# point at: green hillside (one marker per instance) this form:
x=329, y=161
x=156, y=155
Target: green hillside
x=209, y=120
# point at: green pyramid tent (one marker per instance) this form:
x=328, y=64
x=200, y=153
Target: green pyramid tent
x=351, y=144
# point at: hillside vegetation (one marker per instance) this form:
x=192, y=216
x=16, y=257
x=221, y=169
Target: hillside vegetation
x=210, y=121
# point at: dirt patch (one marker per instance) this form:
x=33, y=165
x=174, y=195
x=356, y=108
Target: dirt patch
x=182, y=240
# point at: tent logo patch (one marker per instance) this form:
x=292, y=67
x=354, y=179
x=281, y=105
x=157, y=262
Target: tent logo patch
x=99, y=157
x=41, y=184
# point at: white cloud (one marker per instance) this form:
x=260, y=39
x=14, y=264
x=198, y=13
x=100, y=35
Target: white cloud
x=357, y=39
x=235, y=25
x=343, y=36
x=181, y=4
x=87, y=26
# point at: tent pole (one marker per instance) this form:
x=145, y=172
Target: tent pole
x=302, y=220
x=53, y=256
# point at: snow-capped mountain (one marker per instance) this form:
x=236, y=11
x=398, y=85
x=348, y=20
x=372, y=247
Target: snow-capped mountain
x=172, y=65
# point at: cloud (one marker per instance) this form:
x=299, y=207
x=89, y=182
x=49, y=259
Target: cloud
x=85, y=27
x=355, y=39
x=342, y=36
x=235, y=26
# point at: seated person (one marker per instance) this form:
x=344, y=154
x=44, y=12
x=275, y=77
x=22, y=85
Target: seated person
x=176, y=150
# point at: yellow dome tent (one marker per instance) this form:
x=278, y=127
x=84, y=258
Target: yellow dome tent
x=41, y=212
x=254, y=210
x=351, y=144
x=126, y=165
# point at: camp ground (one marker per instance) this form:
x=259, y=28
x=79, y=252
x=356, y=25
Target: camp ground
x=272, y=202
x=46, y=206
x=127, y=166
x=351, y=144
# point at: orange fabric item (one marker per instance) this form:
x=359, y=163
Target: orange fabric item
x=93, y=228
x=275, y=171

________________________________________

Each record needs to be given again exactly.

Reply
# point at: green hillside (one marker per instance) this form:
x=329, y=161
x=156, y=155
Target: green hillside
x=209, y=120
# point at: green pyramid tent (one marker per instance) this form:
x=328, y=64
x=200, y=153
Target: green pyramid tent
x=351, y=144
# point at: hillside vegetation (one marker per instance) this form:
x=192, y=216
x=16, y=257
x=221, y=169
Target: hillside vegetation
x=210, y=121
# point at: dirt patch (one marker per instance) this form:
x=33, y=165
x=174, y=195
x=356, y=108
Target: dirt patch
x=182, y=240
# point at: tent logo patch (one marker per instance) this form:
x=292, y=67
x=354, y=179
x=281, y=105
x=157, y=262
Target: tent logo patch
x=99, y=157
x=41, y=184
# point at: white cloud (one marker per instance) this form:
x=260, y=39
x=14, y=264
x=198, y=13
x=100, y=35
Target: white cloud
x=357, y=39
x=235, y=25
x=343, y=36
x=181, y=4
x=87, y=26
# point at: tent pole (one marker per instance) this form:
x=145, y=172
Target: tent pole
x=302, y=220
x=53, y=256
# point at: snow-capped mountain (one marker per instance) this form:
x=236, y=11
x=398, y=85
x=348, y=20
x=372, y=247
Target: snow-capped mountain
x=172, y=65
# point at: cloud (one marker per instance) this form:
x=299, y=207
x=89, y=182
x=49, y=259
Target: cloud
x=85, y=27
x=355, y=39
x=342, y=36
x=235, y=26
# point at: seated person (one marker per instance) this form:
x=344, y=154
x=44, y=12
x=275, y=77
x=22, y=85
Target: seated person
x=176, y=150
# point at: yellow dome tent (one marker per instance) this form:
x=278, y=127
x=84, y=258
Target: yellow dome tent
x=41, y=212
x=254, y=210
x=351, y=144
x=126, y=165
# point at: camp ground (one marker per instance) this form:
x=259, y=28
x=79, y=252
x=356, y=25
Target: camp ground
x=272, y=202
x=46, y=206
x=127, y=166
x=351, y=144
# point at: orange fabric item (one marker per instance) this form:
x=359, y=163
Target: orange fabric item
x=93, y=228
x=275, y=171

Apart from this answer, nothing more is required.